§ TASK INSTRUCTIONS:
1/ Copy the part of the excerpt about the __cxa_finalize patch that opens with the words containing "Can you run" and closes with "with current code.".
2/ Proceed with the __cxa_finalize patch discussion, picking up right after its last sentence.

::: QUOTED PASSAGE

So we are actually safe to finish running our existing handlers, but as
you see it runs second twice.
Can you run the above test case with your patch?
> Also, AFAICT this patch does not change the behavior here: the exact
> same incomplete call to foo can happen with current code.
OK, concrete suggestion per my previous email:
/* We don't want to run this cleanup more than once. The Itanium
C++ ABI requires that multiple calls to __cxa_finalize not
result in calling termination functions more than once. One
potential scenario where that could happen is with a concurrent
dlclose and exit, where the running dlclose must at some point
release the list lock, an exiting thread may acquire it, and
without setting flavor to ef_free, might re-run this destructor
which could result in undefined behaviour. Therefore we must
set flavor to ef_free to avoid calling this destructor again.

::::::
::: DATA SHOWN

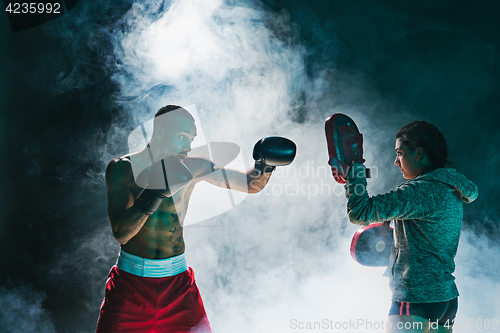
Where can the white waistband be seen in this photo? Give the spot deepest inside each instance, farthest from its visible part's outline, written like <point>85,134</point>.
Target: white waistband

::::::

§ EXERCISE RESPONSES:
1/
Can you run the above test case with your patch?
> Also, AFAICT this patch does not change the behavior here: the exact
> same incomplete call to foo can happen with current code.

2/
Note that the concurrent exit must also take the dynamic loader
lock (for library finalizer processing) and therefore will
block while dlclose completes the processing of any in-progress
exit functions. Lastly, once we release the list lock for the
entry marked ef_free, we must not read from that entry again
since it may have been reused by the time we take the list lock
again. Lastly the detection of new registered exit functions is
based on a monotonically incrementing counter, and there is an
ABA if between the unlock to run the exit function and the
re-lock after completion the user registers 2^64 exit functions,
the implementation will not detect this and continue without
executing any more functions.
One minor issue remains: A registered exit function that is in
progress by a call to dlclose() may not completely finish before
the next registered exit function is run. This may, according to
some readings of POSIX violate the requirement that functions
run in effective LIFO order. This should probably be fixed in a
future implementation to ensure the functions do not run in
parallel. */
Before I sign off on this I'd like to see the results of your patch
running the example I provided above.
I expect it to print:
second
first
Thanks for wading through these issues.
--
Cheers,
Carlos.